_Written task_
Rewrite the records starting at the line containing "Where can you spot the turkish" and ending at the end of the records, with "planter pot" changed to "flower pot" and all else unchanged.

_Task inputs_
——————

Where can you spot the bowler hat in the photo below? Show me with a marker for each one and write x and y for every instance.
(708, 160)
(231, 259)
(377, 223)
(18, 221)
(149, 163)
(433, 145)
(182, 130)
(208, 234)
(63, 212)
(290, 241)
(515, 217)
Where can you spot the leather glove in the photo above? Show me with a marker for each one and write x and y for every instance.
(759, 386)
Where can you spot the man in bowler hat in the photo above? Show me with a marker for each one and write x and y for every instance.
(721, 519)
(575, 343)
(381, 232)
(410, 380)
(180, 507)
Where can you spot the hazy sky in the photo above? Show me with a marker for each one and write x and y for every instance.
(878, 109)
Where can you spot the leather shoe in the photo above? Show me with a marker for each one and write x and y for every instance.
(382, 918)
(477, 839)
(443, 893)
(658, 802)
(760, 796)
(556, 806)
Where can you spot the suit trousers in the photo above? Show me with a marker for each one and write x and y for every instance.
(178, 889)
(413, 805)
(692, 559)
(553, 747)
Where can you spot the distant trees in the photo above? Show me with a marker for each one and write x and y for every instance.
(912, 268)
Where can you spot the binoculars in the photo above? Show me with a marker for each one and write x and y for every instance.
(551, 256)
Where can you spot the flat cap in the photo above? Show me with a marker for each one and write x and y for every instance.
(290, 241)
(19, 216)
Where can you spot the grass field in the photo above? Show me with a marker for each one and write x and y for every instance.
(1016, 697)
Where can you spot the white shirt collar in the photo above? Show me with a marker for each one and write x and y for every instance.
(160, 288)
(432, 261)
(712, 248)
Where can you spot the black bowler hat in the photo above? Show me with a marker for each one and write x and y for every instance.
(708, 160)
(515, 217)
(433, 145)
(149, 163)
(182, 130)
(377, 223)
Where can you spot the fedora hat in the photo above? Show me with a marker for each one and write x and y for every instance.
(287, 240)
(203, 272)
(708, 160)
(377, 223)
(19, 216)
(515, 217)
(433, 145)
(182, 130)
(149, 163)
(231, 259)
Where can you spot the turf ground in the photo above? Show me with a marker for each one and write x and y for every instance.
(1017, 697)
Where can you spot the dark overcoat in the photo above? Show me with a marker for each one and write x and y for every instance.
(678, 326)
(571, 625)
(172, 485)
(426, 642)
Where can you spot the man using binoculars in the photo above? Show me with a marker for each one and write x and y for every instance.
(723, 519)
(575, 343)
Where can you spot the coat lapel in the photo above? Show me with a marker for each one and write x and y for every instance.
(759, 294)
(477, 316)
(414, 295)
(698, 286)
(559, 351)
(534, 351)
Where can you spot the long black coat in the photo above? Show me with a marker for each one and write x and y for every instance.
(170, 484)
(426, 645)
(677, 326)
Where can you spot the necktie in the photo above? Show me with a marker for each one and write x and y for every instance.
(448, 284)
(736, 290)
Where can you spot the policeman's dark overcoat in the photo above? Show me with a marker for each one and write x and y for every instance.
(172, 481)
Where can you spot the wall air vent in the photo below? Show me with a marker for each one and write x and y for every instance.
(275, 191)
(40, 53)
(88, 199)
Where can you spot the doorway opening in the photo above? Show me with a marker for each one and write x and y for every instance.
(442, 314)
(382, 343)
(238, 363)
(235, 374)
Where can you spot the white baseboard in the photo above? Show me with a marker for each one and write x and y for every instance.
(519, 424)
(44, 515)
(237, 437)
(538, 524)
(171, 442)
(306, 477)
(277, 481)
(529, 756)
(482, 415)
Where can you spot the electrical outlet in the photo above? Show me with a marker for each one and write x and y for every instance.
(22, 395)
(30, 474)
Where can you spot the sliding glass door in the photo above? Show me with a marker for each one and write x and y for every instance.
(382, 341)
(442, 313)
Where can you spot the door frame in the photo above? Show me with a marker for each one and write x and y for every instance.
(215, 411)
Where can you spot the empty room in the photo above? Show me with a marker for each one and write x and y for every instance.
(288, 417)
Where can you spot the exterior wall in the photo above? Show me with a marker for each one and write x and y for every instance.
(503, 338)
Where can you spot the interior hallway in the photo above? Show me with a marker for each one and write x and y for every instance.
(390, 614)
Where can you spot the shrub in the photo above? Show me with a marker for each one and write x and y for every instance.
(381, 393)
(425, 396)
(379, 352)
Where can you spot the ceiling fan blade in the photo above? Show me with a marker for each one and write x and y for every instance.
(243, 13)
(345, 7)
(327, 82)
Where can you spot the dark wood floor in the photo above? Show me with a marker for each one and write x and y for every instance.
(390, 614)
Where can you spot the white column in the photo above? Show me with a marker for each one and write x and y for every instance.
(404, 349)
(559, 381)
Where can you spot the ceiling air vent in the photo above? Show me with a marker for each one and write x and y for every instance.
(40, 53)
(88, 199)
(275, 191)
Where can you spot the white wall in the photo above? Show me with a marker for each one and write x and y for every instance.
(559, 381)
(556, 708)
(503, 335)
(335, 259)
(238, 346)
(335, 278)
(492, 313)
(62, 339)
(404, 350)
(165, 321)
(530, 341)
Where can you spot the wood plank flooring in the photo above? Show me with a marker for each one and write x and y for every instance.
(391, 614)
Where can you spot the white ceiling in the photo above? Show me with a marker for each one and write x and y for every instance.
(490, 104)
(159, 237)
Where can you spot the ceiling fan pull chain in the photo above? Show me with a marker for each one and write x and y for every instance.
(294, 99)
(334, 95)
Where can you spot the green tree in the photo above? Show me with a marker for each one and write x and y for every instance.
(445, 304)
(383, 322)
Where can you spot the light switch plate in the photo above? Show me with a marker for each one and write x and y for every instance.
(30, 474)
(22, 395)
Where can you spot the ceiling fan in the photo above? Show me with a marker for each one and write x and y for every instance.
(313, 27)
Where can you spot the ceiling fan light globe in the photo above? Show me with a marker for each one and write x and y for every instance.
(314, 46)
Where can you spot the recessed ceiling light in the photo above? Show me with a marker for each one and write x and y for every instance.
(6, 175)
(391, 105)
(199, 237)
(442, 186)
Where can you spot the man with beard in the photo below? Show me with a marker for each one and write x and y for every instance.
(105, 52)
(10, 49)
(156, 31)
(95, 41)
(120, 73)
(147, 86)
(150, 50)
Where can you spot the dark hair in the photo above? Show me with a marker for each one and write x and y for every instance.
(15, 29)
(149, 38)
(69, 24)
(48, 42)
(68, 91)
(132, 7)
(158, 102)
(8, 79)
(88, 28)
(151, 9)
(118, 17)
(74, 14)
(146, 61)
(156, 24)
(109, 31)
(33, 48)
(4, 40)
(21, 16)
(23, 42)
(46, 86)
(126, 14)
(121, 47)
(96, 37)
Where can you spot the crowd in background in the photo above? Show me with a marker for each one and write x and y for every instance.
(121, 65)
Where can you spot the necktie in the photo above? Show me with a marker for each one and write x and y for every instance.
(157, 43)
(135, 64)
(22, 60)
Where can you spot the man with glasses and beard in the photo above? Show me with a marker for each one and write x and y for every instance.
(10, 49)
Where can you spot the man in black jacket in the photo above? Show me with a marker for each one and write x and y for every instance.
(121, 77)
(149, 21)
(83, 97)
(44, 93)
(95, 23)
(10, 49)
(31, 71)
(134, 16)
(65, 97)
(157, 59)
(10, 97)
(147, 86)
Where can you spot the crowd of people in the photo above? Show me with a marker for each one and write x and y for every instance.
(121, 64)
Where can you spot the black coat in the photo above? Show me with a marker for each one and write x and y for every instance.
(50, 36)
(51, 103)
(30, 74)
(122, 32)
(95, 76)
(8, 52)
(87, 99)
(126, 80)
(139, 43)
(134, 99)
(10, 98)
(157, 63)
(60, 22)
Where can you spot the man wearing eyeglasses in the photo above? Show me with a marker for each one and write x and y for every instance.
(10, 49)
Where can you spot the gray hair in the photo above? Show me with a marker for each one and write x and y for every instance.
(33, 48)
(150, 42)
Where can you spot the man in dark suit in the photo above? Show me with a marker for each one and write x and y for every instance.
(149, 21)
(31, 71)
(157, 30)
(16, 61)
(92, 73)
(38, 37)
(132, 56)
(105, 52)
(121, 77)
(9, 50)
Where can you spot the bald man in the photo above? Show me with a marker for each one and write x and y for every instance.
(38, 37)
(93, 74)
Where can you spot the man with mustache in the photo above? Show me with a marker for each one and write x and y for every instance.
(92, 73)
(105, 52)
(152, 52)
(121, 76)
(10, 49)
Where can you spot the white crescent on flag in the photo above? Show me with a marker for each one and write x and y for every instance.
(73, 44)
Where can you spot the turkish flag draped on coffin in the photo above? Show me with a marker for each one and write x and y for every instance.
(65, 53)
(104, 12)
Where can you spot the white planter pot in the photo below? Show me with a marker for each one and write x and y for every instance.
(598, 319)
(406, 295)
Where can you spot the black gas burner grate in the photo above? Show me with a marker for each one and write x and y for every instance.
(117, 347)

——————

_The reply_
Where can you spot the turkish flag draped on coffin in the photo above? Show me with a marker for each one and write x and y for every instance.
(65, 53)
(104, 12)
Where can you spot the white flower pot in the photo below? Show me with a marker for each one and write x and y for every instance.
(598, 319)
(406, 295)
Where can you spot the black gas burner grate in the photo above? Show me with a marker for each one and write x and y for every instance.
(117, 347)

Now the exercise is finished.